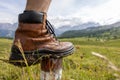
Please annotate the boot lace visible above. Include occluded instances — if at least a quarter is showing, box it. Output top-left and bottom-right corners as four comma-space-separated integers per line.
46, 20, 57, 40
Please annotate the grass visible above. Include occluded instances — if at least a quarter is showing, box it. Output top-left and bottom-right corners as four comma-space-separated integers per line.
0, 38, 120, 80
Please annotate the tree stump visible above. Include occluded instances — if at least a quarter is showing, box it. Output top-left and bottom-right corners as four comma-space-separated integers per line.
40, 57, 62, 80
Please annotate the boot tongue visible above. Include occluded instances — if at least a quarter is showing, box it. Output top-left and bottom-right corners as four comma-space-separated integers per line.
46, 20, 57, 39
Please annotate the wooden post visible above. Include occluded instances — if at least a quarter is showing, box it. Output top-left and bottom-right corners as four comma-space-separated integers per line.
40, 57, 62, 80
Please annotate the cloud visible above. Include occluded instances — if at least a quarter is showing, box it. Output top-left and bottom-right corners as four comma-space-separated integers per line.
71, 0, 120, 24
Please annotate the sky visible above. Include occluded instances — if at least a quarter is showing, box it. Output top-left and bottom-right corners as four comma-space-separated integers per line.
0, 0, 120, 24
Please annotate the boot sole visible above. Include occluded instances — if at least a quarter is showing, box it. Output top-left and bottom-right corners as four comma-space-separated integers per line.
9, 46, 74, 67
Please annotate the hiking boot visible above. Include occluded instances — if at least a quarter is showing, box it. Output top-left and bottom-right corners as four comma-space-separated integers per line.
9, 11, 74, 66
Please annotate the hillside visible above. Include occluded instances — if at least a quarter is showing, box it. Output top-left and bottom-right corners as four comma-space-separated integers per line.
0, 38, 120, 80
60, 25, 120, 38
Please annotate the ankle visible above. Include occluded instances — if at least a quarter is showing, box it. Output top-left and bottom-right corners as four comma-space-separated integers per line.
19, 10, 46, 23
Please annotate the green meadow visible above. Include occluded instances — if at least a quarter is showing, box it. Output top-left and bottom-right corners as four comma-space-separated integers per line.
0, 38, 120, 80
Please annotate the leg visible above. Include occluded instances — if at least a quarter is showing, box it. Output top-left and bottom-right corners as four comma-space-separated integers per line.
25, 0, 51, 12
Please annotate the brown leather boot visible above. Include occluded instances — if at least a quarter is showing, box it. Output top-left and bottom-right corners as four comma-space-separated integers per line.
9, 11, 74, 66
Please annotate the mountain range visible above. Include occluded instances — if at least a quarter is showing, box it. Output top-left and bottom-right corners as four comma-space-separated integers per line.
0, 20, 120, 38
60, 22, 120, 39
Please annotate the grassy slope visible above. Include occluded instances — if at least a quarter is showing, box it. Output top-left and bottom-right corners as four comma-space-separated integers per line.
0, 38, 120, 80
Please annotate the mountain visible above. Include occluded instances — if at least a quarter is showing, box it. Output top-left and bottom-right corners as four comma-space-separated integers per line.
60, 22, 120, 38
0, 23, 18, 38
55, 22, 100, 36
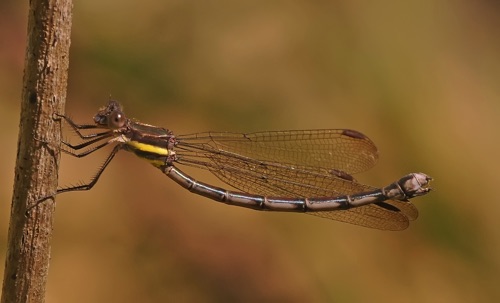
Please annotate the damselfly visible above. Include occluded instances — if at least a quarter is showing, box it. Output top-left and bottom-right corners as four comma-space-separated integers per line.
47, 101, 431, 230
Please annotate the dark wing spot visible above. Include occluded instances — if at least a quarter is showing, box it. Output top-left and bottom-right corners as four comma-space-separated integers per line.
342, 129, 368, 139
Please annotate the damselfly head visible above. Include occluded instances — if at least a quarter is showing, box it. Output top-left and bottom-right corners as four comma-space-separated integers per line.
94, 100, 127, 129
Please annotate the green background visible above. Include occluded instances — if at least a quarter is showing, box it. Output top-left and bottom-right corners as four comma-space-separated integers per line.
0, 0, 500, 302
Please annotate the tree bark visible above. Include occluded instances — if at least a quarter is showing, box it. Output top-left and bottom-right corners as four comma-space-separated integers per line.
1, 0, 72, 303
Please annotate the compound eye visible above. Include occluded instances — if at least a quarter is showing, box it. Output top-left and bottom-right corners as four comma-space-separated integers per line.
108, 112, 125, 129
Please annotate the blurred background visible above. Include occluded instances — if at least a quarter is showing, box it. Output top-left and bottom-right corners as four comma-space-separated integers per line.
0, 0, 500, 302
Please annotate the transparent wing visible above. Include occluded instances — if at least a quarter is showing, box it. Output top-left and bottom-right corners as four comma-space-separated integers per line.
176, 130, 418, 230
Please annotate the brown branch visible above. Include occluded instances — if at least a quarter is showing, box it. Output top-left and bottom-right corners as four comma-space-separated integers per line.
1, 0, 72, 303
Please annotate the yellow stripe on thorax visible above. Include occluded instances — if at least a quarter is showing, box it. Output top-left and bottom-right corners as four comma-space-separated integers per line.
127, 141, 171, 156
····················
● Given request: Could you edit everything from the line containing "Please annotate the dark" down to the line containing "94, 100, 127, 129", swapping "annotate" for "label" and leaving all else unchanged, and return only those lines?

● Expected output:
Please label the dark wing spot visible above. Include occluded instances — if at least a quarter is showing, box it. Output top-left and bottom-right corners as four comma-space-separated integers per line.
342, 129, 368, 139
Please label the damselfly head visible above. Include occluded instances — if at least a quarter is showing, box it. Output top-left and bottom-right corners as four comma-space-separated integers per line.
94, 100, 127, 129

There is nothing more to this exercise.